# 本文抜粋:
------------------------------------------------

Bリーグでは、リーグが主導して気候変動に対して取り組む活動は確認できませんが、B.HOPEにおける「PLANET(地球)」の領域で、プラスチックゴミを減らしていく働きかけを行うことを検討しているようです。一方で、各クラブでは気候変動についての取り組みが進められていて、その活動は大きく2種類のアプローチに大別することができます。
各クラブのESG経営(E:気候変動など)におけるアプローチの類型
1つ目のアプローチの類型としては、A東京、名古屋D、群馬など、運営会社に一部上場の大企業が資本参画している都市圏のクラブの取り組みです。UNFCCC「スポーツを通じた気候行動枠組み(Sports for Climate Action Framework)」に署名しており、ホームゲームのCO2排出量を可視化してオフセットを達成していることが公表されています。さらには、欧州の開示基準などにも準拠する必要性が出てくるため、運営会社の社会的な責務としても気候変動について対応に迫られています。
もう1つのアプローチの類型は、佐賀・秋田・信州など、ホームタウンに支えられているクラブの取り組みであり、運営会社にも大企業の参画が確認できないケースのものです。これらのクラブは、いずれも地域に根差す形で、アカデミアや自治体、地域の企業を巻き込みつつ、それぞれの形で社会貢献の活動を行っています。いきなり全ての自治体ができるわけではなく、体力のある自治体がロールモデルとなり、横展開していく流れが主流になるものと思われます。

------------------------------------------------

# 記録一覧:
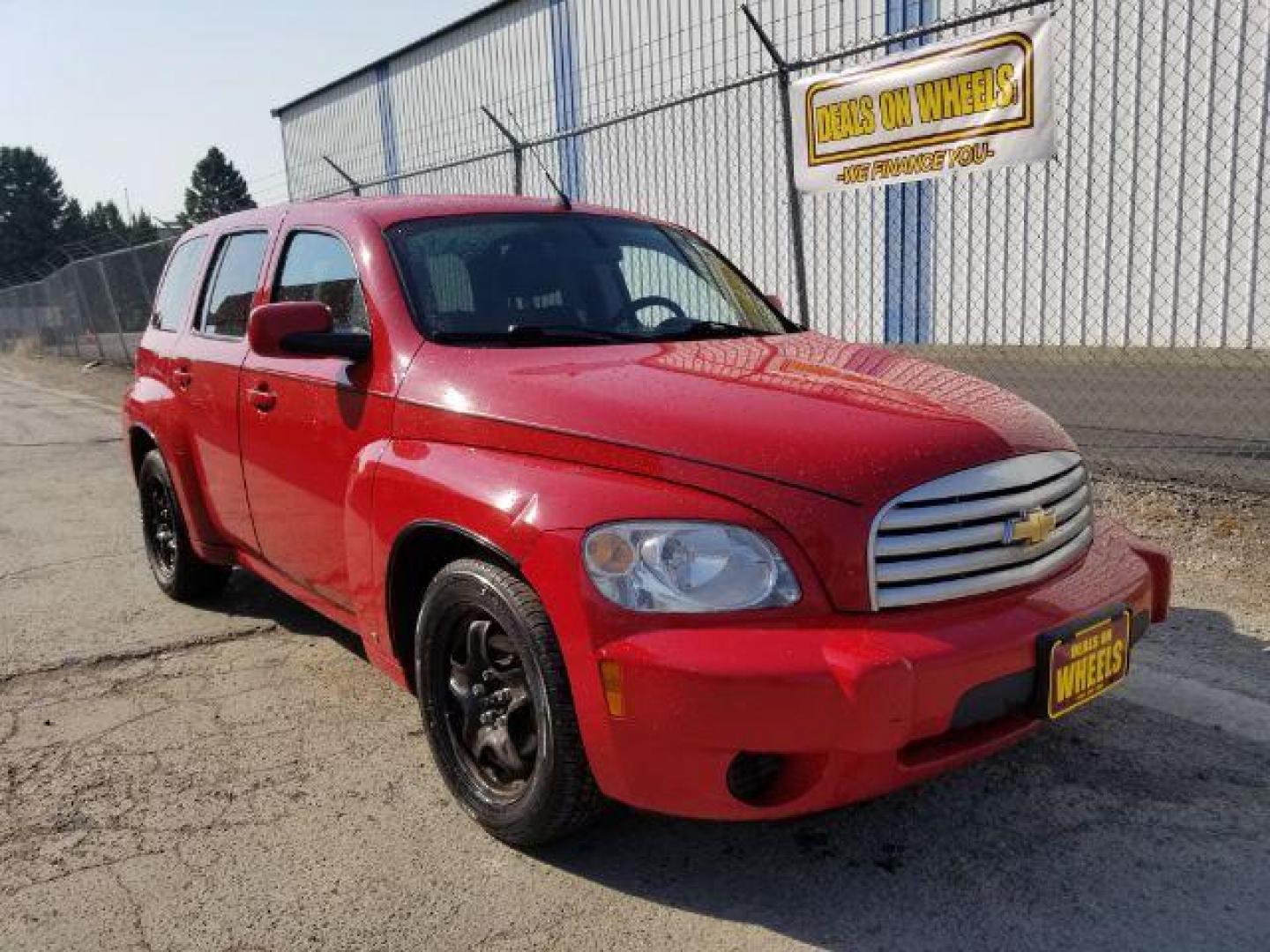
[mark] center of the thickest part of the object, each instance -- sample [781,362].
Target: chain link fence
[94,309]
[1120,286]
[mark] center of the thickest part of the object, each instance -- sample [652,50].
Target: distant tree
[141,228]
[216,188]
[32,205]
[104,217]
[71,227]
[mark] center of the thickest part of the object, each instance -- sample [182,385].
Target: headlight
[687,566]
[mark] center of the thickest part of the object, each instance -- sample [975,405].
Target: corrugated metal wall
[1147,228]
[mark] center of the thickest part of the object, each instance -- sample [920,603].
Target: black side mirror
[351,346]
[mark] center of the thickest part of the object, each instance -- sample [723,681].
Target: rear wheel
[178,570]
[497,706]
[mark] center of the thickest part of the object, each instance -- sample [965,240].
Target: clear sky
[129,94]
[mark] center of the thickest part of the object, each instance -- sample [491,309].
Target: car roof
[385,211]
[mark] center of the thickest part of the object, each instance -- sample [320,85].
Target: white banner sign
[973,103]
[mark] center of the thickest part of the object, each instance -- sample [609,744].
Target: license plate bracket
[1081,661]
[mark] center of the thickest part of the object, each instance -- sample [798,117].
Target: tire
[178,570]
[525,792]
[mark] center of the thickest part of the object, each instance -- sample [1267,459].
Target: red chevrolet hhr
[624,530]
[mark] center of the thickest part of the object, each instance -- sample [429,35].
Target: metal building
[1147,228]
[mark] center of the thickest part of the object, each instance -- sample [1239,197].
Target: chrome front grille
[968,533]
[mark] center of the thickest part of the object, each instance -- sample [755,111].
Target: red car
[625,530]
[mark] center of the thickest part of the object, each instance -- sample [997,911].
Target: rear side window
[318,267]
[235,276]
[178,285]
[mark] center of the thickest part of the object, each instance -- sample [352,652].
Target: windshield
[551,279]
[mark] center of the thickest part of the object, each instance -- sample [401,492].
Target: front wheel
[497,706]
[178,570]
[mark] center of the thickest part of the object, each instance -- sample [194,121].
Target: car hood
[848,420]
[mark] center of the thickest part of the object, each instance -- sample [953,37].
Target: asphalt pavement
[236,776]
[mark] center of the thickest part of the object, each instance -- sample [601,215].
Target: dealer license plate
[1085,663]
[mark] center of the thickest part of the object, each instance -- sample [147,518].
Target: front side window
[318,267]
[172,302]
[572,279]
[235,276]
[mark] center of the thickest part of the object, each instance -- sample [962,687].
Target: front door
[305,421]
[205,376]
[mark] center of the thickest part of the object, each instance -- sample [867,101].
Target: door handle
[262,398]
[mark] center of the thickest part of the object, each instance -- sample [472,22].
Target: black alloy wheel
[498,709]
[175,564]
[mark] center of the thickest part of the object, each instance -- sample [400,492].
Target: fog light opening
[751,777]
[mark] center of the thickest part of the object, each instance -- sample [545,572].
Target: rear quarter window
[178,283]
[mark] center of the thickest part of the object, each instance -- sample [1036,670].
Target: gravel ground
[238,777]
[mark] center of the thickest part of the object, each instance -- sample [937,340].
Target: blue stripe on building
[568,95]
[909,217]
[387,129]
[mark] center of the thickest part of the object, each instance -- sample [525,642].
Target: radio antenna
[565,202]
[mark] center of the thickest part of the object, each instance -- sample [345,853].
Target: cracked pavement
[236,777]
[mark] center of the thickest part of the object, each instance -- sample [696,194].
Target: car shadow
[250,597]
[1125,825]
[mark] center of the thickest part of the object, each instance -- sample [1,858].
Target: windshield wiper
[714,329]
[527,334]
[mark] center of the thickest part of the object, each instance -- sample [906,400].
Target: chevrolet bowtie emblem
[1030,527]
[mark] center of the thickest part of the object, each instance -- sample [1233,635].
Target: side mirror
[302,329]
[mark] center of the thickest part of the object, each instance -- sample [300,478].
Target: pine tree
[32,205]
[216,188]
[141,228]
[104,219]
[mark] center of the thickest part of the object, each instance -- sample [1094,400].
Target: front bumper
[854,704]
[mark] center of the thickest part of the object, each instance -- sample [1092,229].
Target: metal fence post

------------------------------------------------

# 練習問題:
1/ 本文に照らして、(a)〜(c)の記述が合っているかをそれぞれ「はい」か「いいえ」で判定し、決め手となる本文の語句をそのまま引用せよ。
(a) Bリーグでは、リーグが主導する気候変動への取り組みが確認できる。
(b) A東京、名古屋D、群馬などのクラブは、UNFCCC「スポーツを通じた気候行動枠組み」に署名している。
(c) 佐賀・秋田・信州などのクラブでは、運営会社に大企業が参画していることが確認できる。
2/ 本文の「Bリーグでは、リーグが主導し」から「主流になるものと思われます。」までを、一字も変えずに書き写せ。
答えはすべて本文だけを根拠として出すこと。

# 解答:
1/
(a) いいえ。「リーグが主導して気候変動に対して取り組む活動は確認できませんが」
(b) はい。「UNFCCC「スポーツを通じた気候行動枠組み(Sports for Climate Action Framework)」に署名しており」
(c) いいえ。「運営会社にも大企業の参画が確認できないケースのものです」

2/
Bリーグでは、リーグが主導して気候変動に対して取り組む活動は確認できませんが、B.HOPEにおける「PLANET(地球)」の領域で、プラスチックゴミを減らしていく働きかけを行うことを検討しているようです。一方で、各クラブでは気候変動についての取り組みが進められていて、その活動は大きく2種類のアプローチに大別することができます。
各クラブのESG経営(E:気候変動など)におけるアプローチの類型
1つ目のアプローチの類型としては、A東京、名古屋D、群馬など、運営会社に一部上場の大企業が資本参画している都市圏のクラブの取り組みです。UNFCCC「スポーツを通じた気候行動枠組み(Sports for Climate Action Framework)」に署名しており、ホームゲームのCO2排出量を可視化してオフセットを達成していることが公表されています。さらには、欧州の開示基準などにも準拠する必要性が出てくるため、運営会社の社会的な責務としても気候変動について対応に迫られています。
もう1つのアプローチの類型は、佐賀・秋田・信州など、ホームタウンに支えられているクラブの取り組みであり、運営会社にも大企業の参画が確認できないケースのものです。これらのクラブは、いずれも地域に根差す形で、アカデミアや自治体、地域の企業を巻き込みつつ、それぞれの形で社会貢献の活動を行っています。いきなり全ての自治体ができるわけではなく、体力のある自治体がロールモデルとなり、横展開していく流れが主流になるものと思われます。